• [Task description] Which lines in the data below contain the word "side"? Show each of them in full.

======

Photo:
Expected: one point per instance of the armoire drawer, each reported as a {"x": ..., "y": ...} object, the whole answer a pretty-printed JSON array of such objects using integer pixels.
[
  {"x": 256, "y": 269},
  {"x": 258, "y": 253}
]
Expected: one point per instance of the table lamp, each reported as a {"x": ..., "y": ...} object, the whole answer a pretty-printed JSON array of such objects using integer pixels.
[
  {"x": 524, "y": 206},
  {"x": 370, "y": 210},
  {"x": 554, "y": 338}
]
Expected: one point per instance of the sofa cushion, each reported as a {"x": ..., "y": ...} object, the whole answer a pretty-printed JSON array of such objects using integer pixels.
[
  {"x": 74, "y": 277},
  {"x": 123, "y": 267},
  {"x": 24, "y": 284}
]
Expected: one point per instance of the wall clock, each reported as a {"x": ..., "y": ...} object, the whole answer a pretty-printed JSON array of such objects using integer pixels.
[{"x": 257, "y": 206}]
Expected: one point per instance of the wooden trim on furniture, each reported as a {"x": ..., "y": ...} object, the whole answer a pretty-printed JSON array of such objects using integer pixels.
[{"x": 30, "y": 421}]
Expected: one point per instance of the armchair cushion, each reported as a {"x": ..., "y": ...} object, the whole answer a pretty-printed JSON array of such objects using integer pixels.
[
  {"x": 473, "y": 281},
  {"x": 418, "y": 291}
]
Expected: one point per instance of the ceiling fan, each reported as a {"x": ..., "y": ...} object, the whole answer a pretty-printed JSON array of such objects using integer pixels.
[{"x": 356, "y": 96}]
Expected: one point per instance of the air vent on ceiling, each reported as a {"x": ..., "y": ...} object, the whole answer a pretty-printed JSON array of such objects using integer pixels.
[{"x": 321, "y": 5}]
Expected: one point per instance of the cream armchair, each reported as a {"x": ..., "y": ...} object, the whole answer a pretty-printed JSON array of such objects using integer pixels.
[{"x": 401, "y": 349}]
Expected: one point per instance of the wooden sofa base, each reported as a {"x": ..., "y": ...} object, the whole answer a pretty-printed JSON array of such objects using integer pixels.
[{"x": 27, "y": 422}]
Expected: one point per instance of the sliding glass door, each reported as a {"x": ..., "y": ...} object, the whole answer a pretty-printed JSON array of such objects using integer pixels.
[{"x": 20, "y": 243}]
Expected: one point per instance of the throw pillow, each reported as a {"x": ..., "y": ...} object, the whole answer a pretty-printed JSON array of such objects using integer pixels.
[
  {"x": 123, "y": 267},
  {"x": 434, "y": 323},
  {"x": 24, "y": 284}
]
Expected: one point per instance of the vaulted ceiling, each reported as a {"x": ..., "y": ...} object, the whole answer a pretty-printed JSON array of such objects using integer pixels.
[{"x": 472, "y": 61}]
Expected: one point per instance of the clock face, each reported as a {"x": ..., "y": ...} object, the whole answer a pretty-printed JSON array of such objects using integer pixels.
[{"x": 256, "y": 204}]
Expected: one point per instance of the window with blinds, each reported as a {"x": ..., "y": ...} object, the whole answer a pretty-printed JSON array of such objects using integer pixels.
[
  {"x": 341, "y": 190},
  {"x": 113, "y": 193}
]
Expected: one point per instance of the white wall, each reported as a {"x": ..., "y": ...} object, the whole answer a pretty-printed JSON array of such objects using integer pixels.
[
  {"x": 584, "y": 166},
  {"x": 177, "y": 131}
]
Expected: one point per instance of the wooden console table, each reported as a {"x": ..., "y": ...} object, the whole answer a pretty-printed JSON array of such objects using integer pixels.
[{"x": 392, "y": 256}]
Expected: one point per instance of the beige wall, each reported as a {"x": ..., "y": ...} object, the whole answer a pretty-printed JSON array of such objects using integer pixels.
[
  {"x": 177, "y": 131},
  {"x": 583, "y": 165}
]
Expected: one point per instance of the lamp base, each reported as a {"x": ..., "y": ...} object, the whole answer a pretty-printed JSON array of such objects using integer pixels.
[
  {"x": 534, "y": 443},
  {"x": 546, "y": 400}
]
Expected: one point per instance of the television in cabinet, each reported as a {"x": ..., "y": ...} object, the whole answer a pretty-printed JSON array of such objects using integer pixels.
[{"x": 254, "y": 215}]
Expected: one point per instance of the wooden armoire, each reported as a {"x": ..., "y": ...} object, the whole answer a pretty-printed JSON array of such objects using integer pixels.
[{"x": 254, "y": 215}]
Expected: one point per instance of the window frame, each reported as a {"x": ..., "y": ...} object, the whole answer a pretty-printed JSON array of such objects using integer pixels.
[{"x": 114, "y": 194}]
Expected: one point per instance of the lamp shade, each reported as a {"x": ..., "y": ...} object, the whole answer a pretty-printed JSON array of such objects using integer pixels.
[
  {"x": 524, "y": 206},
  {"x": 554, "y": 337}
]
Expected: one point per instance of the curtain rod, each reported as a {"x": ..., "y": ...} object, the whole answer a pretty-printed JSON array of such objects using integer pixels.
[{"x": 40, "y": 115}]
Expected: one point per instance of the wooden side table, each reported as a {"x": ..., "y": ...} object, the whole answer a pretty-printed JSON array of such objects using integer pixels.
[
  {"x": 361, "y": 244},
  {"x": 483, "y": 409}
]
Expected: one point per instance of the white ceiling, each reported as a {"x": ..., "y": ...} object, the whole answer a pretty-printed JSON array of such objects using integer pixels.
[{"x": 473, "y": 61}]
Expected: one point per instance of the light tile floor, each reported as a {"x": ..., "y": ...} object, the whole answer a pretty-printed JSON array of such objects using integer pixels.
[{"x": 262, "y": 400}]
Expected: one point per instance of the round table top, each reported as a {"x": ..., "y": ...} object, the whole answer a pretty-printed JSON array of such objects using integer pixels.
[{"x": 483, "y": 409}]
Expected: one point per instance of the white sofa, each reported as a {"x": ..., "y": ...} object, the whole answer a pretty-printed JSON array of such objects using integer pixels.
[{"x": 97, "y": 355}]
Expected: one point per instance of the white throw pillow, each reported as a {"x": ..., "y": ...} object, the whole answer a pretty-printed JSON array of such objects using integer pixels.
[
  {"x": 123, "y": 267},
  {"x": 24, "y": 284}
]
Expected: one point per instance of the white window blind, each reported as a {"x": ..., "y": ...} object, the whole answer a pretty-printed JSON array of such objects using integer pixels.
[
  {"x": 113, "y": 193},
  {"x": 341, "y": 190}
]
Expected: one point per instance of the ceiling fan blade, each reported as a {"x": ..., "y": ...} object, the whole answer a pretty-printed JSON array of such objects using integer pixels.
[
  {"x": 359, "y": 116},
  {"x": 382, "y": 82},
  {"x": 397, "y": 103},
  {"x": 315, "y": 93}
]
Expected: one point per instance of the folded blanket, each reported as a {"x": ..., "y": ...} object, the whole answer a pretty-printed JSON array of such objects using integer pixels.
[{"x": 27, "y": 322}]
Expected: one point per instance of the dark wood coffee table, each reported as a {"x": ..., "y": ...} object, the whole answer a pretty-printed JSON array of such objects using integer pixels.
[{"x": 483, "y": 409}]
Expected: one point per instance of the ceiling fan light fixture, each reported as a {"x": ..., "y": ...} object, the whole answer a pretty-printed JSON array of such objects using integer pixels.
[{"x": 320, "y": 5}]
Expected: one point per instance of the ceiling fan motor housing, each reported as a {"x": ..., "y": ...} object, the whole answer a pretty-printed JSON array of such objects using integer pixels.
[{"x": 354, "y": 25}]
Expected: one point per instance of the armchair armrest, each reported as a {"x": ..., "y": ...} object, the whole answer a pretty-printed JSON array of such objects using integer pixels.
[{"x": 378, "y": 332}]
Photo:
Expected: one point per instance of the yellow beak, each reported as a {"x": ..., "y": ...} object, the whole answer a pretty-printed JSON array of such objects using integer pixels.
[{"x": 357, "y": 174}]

======

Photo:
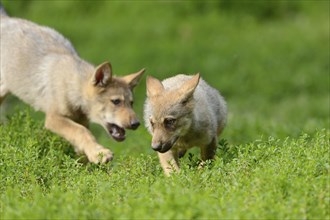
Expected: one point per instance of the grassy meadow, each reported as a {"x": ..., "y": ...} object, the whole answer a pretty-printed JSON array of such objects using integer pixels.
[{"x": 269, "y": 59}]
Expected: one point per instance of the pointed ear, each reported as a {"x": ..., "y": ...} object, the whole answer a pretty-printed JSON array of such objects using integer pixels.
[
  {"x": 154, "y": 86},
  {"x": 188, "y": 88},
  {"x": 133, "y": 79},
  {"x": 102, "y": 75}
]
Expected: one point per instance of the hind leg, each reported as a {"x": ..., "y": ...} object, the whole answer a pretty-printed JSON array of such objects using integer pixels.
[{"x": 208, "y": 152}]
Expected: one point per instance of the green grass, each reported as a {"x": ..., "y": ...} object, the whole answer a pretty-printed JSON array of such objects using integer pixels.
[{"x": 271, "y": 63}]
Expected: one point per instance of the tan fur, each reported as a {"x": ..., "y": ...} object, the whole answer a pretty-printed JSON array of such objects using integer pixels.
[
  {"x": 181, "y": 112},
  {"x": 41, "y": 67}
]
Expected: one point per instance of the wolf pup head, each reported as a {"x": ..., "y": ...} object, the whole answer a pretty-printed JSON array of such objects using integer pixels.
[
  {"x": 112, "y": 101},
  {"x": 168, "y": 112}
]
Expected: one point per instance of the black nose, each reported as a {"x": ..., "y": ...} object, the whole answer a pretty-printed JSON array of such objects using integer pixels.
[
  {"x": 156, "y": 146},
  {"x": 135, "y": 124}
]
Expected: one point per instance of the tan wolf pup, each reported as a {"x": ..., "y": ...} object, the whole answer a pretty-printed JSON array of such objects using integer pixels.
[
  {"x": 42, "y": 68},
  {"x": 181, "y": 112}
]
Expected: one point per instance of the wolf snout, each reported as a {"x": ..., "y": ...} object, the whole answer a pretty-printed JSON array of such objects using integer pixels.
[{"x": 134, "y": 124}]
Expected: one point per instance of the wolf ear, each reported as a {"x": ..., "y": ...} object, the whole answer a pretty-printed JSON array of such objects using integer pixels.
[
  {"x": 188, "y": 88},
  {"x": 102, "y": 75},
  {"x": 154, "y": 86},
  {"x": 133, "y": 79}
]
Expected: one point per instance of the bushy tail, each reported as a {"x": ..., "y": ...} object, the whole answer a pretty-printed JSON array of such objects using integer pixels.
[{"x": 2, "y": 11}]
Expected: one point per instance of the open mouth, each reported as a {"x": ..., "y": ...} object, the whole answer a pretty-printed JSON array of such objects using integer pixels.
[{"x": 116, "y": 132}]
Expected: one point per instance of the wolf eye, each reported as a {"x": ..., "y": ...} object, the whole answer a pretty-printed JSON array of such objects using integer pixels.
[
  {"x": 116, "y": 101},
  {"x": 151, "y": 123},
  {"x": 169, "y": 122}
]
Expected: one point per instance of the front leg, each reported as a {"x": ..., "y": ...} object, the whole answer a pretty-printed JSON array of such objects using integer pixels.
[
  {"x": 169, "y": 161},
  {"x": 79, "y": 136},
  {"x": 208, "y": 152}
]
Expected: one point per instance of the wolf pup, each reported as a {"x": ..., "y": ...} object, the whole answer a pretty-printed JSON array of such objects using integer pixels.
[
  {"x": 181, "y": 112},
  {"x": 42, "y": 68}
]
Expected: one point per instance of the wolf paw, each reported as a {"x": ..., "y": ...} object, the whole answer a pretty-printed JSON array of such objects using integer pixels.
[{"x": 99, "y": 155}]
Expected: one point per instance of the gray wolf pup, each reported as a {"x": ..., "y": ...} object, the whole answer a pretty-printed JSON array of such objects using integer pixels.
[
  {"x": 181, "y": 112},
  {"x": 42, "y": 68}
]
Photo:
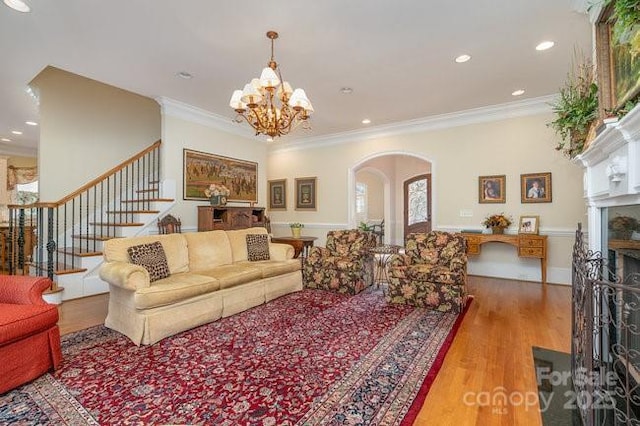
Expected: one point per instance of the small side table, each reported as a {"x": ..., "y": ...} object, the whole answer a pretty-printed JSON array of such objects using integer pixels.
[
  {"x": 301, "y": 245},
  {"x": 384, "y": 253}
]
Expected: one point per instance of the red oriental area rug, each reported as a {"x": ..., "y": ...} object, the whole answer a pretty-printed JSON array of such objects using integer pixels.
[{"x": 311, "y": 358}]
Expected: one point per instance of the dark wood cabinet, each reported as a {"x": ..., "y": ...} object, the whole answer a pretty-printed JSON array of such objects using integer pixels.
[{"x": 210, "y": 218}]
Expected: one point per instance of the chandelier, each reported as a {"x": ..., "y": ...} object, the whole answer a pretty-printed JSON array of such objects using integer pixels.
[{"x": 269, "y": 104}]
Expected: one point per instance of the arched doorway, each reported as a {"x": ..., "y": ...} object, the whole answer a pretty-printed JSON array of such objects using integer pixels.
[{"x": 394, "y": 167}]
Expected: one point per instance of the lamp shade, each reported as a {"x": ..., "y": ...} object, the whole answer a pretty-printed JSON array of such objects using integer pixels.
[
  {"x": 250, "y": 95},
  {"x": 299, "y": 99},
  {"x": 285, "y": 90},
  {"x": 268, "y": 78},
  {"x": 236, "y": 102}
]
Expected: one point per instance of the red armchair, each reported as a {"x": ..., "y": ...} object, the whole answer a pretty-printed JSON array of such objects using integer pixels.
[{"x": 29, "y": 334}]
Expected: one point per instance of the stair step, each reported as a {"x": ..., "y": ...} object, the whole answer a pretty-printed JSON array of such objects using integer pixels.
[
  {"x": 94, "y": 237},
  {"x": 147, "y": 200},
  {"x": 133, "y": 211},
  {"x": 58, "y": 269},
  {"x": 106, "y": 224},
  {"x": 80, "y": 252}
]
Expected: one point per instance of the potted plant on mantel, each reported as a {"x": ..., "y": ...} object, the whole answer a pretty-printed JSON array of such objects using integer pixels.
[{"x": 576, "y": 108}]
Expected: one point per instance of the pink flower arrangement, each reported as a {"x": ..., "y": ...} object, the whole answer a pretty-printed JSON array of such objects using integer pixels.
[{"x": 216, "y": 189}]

======

• [Completed exercise]
Expected: one point per instance of the wooden side table, each reported as a {"x": ..., "y": ...} object, the whole answer a pretty-printed JSON array of such objects using integer pixels.
Expected: one point per instance of the small side table, each reported as a {"x": ..., "y": ...} object, the whole answer a pretty-printed JSON array of such objects using integer pixels.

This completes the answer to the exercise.